- **PAGE EXCERPT**:
○ ○ ○ ○ ○

Fry's enlistment three years ago helped the recruiter meet his quota. It turned out far worse for Fry, who ended up being court-martialed on child pornography and other charges. Now his fate is posing a mind-boggling question for military judges:

Was Fry never really in the Marine Corps in the first place?

Citing his autism and a reported IQ of 70, Fry's attorneys say he lacked the mental capacity to enter into an enlistment contract. If they're right, it means that Fry wasn't a Marine even while attending boot camp and infantry school. He always was a civilian, immune to military prosecution.

Fry's "enlistment contract was void, (so) he was never subject to court-martial jurisdiction," Navy Lt. Cmdr. Brian L. Mizer, Fry's attorney, declared in a legal brief.

Mizer will confront his Navy counterpart next Thursday, when the U.S. Court of Appeals for the Armed Forces hears the unusual case in Washington.

For Fry, the outcome will determine whether he drags around a bad-conduct discharge and criminal record in addition to his disabilities. He already has spent a year in the brig.

○ ○ ○ ○ ○

- **PROVIDED DATA**:
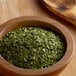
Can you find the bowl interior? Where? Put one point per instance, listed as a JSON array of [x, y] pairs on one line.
[[43, 23]]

○ ○ ○ ○ ○

- **YOUR GOAL**: In the passage about Fry's enlistment, reproduce the text from "Was Fry never" to "to military prosecution." with "civilian" swapped for "private citizen".

- **RESPONSE TO THE EXERCISE**:
Was Fry never really in the Marine Corps in the first place?

Citing his autism and a reported IQ of 70, Fry's attorneys say he lacked the mental capacity to enter into an enlistment contract. If they're right, it means that Fry wasn't a Marine even while attending boot camp and infantry school. He always was a private citizen, immune to military prosecution.